*RECORDS PROVIDED*
+===+
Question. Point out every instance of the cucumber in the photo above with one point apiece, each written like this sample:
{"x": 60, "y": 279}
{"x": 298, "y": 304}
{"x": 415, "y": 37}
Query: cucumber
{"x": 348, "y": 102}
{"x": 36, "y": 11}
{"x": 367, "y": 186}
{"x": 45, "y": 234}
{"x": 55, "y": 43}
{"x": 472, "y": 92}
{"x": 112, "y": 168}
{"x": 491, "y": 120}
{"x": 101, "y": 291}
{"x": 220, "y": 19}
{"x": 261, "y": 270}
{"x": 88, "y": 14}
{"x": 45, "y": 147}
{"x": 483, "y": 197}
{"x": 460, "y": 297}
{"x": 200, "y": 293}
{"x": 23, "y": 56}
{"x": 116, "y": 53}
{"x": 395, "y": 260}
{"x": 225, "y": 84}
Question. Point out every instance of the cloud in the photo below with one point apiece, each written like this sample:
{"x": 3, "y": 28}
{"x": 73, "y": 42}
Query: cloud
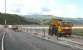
{"x": 49, "y": 7}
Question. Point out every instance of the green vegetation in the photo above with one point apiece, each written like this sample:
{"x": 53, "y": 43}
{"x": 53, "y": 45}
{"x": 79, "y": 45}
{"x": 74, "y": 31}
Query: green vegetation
{"x": 78, "y": 32}
{"x": 12, "y": 19}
+===+
*THE PROBLEM*
Wherever a line contains the string "each", copy that line from the data.

*RESULT*
Question. Point out every instance of the cucumber in the photo above with one point apiece, each written like this sample:
Question. Point out every instance of the cloud in the photo below with one point apiece, each written like this sample:
Question. Point out every instance of the green vegetation in the photo above with one point apiece, each written like this sample:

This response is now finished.